(GIVEN INSTRUCTION): Copy word for word the records between the line containing "Someone flagged bright" and the line containing "[796,571,846,607]", both lines included, and leave the pictures out of your answer.

(RECORDS PROVIDED):
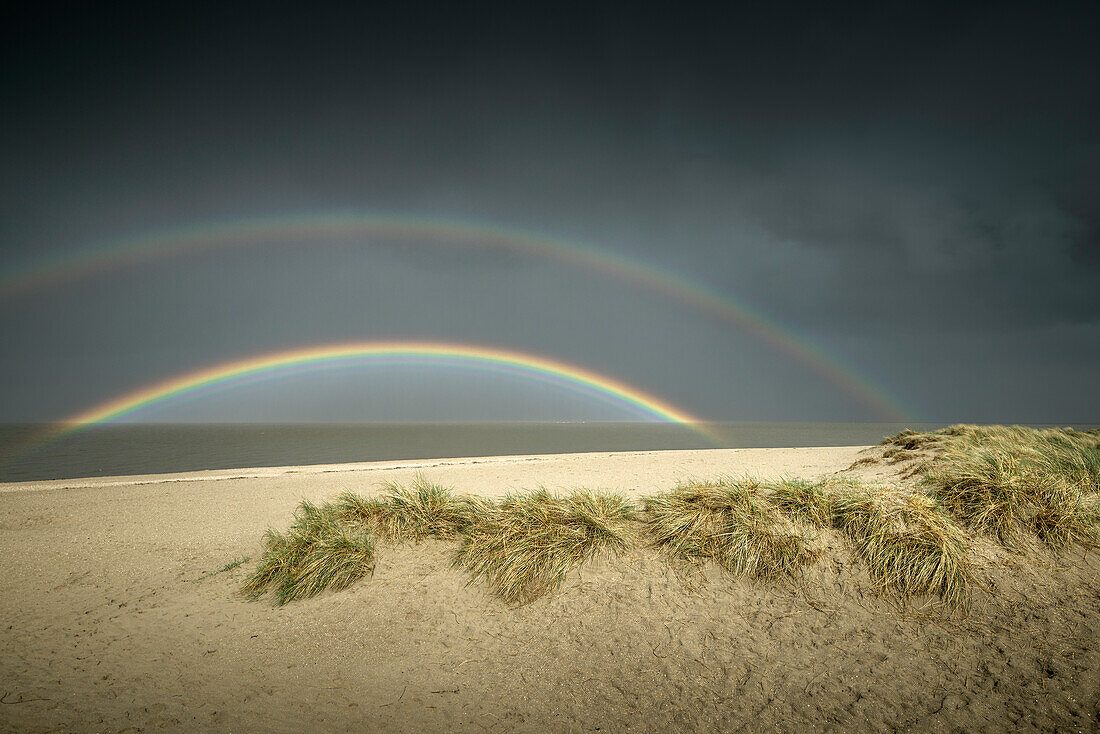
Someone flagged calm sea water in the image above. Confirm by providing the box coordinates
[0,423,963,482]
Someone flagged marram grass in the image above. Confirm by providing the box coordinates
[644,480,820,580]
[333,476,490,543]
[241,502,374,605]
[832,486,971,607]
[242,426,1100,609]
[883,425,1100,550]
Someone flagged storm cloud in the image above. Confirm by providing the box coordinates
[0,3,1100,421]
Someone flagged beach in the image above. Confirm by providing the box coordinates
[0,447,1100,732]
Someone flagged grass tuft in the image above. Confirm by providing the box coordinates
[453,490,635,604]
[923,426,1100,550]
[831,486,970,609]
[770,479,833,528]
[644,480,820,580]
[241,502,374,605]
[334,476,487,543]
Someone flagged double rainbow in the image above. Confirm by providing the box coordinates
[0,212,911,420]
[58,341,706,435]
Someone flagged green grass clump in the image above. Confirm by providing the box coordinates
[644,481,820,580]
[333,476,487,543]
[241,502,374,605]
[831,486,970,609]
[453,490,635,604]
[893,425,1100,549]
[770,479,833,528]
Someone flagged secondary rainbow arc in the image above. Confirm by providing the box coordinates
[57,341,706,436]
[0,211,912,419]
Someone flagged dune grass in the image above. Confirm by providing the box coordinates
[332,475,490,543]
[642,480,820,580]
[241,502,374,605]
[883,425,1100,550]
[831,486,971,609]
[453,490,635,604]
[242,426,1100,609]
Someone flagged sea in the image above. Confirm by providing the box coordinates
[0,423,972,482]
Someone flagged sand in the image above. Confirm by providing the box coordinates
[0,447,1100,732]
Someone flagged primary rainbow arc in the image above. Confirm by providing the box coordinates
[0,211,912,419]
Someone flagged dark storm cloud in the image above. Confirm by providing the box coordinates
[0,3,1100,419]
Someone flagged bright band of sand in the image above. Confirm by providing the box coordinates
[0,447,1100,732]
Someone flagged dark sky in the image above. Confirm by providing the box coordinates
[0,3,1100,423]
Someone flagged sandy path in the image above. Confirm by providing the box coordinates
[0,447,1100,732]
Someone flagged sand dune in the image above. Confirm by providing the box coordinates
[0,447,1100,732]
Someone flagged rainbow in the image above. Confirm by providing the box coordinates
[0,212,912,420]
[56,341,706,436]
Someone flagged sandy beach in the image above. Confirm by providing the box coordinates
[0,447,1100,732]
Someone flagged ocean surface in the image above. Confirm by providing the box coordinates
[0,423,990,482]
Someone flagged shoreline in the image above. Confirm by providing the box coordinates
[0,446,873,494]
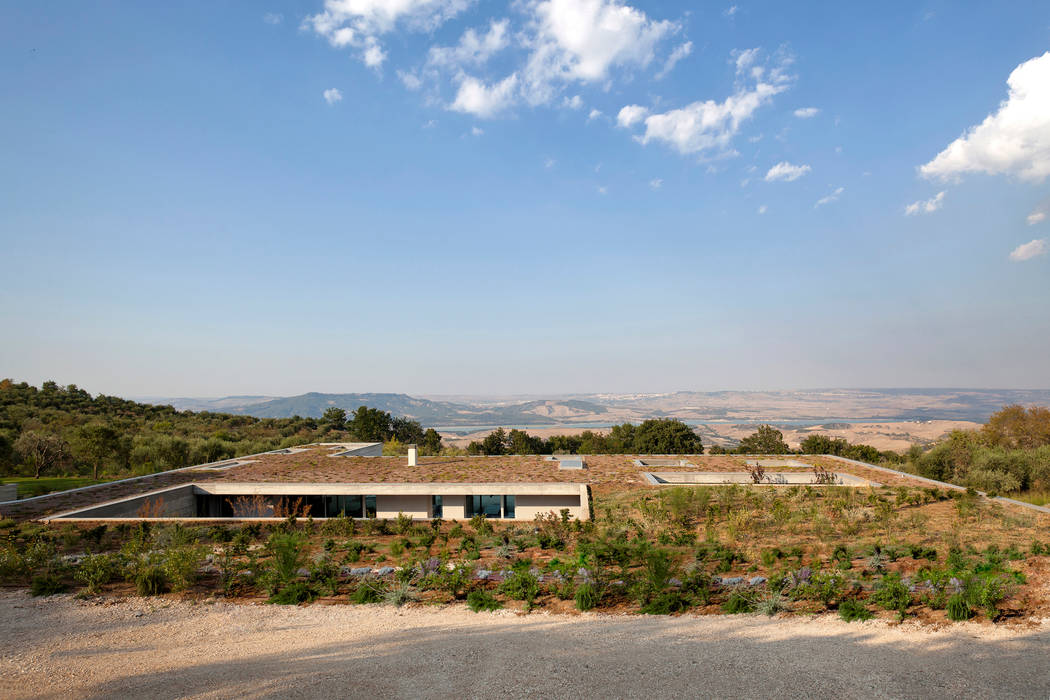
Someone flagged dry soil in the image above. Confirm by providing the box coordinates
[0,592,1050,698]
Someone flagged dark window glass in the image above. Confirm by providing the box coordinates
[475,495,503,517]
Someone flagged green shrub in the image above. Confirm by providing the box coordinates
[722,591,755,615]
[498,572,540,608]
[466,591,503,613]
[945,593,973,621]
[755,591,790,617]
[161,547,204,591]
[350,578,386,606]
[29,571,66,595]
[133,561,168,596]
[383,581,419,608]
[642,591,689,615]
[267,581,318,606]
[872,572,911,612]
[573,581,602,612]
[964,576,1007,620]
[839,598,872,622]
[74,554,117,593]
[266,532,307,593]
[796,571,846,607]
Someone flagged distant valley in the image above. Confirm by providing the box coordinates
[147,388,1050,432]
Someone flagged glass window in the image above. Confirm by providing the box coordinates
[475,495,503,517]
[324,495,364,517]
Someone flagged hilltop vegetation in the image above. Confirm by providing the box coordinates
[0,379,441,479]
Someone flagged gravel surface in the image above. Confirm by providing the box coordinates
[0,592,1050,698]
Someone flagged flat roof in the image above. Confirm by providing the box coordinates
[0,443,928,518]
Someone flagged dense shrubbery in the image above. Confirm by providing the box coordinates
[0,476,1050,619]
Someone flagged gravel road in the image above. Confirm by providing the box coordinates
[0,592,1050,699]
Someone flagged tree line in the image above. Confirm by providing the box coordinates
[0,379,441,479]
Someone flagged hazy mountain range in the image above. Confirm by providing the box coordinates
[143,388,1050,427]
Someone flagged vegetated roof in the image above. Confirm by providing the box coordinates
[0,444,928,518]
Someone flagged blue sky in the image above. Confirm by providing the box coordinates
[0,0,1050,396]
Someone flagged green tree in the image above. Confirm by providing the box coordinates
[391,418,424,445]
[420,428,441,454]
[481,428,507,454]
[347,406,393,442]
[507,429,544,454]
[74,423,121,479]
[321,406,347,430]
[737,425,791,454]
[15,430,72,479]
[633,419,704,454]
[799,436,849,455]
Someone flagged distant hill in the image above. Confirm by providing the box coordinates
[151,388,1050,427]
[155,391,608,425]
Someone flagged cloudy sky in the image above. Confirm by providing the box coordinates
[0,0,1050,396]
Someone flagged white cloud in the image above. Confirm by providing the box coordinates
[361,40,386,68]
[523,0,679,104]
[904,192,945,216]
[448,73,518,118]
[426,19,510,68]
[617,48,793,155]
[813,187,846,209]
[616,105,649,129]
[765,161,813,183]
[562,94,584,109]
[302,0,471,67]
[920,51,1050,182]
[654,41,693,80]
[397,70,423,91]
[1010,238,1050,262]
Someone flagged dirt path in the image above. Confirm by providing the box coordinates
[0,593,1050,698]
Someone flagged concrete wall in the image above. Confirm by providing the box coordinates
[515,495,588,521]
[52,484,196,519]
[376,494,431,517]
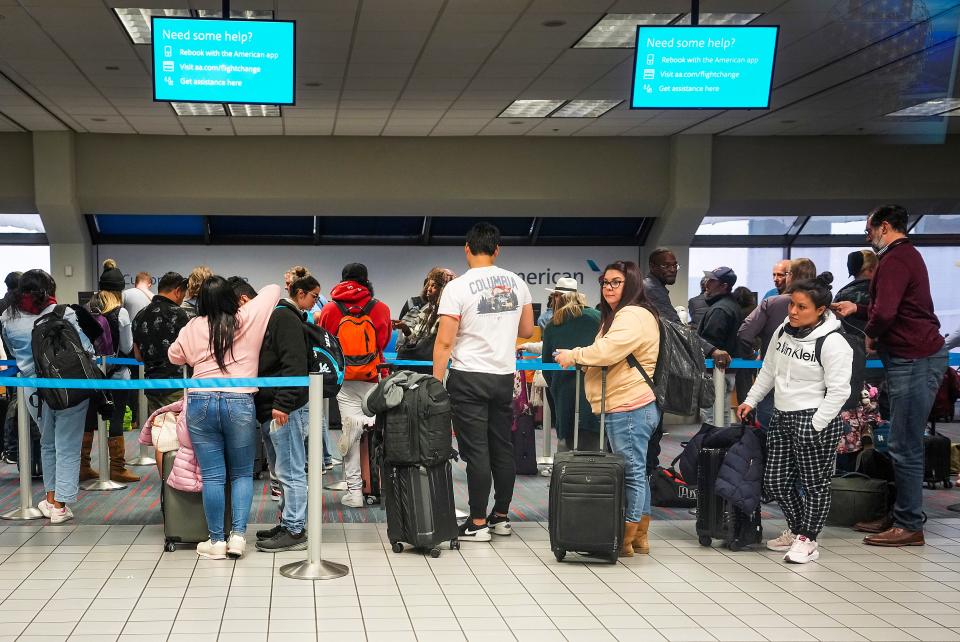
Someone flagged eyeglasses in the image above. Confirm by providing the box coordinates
==
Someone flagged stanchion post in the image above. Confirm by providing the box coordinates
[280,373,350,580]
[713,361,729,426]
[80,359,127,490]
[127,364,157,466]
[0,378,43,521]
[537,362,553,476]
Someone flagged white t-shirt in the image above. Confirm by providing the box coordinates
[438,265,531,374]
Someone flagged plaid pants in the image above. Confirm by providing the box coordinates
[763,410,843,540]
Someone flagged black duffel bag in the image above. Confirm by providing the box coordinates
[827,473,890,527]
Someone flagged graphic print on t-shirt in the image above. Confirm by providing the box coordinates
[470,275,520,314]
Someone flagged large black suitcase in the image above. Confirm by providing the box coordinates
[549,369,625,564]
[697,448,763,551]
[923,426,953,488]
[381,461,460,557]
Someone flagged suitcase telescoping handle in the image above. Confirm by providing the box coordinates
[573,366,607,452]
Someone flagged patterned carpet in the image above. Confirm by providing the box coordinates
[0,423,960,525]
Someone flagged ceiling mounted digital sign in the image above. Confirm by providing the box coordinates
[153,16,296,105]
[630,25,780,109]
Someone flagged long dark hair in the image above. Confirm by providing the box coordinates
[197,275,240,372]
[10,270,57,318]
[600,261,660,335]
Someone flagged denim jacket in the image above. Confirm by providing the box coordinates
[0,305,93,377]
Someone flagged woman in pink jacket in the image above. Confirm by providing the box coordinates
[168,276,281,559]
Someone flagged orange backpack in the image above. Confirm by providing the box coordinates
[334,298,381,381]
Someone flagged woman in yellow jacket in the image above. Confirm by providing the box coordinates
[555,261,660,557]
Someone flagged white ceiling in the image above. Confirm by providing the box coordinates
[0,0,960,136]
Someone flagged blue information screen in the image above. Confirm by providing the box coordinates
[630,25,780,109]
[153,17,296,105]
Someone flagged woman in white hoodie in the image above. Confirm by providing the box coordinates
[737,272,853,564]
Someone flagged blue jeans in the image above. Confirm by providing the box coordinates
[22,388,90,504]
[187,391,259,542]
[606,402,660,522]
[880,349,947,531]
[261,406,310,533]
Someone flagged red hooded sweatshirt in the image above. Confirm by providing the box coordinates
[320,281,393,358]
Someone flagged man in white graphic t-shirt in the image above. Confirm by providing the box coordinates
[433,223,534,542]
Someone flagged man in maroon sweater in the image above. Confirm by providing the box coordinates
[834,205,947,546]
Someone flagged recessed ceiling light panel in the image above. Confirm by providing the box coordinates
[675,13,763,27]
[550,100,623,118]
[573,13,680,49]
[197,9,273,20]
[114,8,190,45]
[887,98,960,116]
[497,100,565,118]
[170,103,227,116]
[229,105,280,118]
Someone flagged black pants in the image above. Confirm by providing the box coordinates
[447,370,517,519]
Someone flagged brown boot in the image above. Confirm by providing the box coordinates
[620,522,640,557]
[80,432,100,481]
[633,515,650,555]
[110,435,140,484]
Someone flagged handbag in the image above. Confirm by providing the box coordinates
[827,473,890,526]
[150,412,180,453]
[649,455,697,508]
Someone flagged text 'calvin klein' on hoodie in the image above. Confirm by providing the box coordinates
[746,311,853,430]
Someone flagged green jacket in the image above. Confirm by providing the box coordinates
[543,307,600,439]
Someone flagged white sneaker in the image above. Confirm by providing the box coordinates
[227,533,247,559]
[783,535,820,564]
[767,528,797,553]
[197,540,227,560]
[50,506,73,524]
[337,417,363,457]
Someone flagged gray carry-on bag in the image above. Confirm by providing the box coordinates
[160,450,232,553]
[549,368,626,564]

(FINAL RESULT):
Someone flagged bright band of sand in the image above. Confirm by providing the box coordinates
[0,447,1100,732]
Someone flagged dark sky in the image above. Confirm by providing the box coordinates
[0,3,1100,423]
Someone flagged sandy path in the image above. Confirm by providing the box coordinates
[0,447,1100,732]
Someone flagged sand dune in the image above. Confirm by providing the box coordinates
[0,447,1100,732]
Someone flagged rainbow in the image above. Confirm by providing the box coordinates
[0,212,912,420]
[56,341,706,436]
Someone flagged sandy beach in the image above. Confirm by providing the box coordinates
[0,447,1100,732]
Someone flagged ocean surface in the image above. Confirm by providing the box coordinates
[0,423,990,482]
Someone flagged shoreline in the image above. Confirm by providing the box coordinates
[0,446,873,494]
Someone flagged dry soil in the image above. Confirm by providing the box coordinates
[0,592,1050,698]
Someone flagged dark window glass in the image above. Confirm by providing the box coordinates
[475,495,503,517]
Someone flagged green shrub in the image above. Confirm by providing the box coordinates
[722,591,755,615]
[498,572,540,608]
[466,591,503,613]
[945,593,973,621]
[755,591,790,617]
[161,547,204,591]
[350,578,386,606]
[29,571,66,595]
[133,561,168,596]
[383,581,419,608]
[642,591,689,615]
[267,581,318,606]
[872,572,911,612]
[573,581,602,612]
[964,576,1007,620]
[839,598,872,622]
[74,554,117,593]
[266,532,307,593]
[796,571,846,607]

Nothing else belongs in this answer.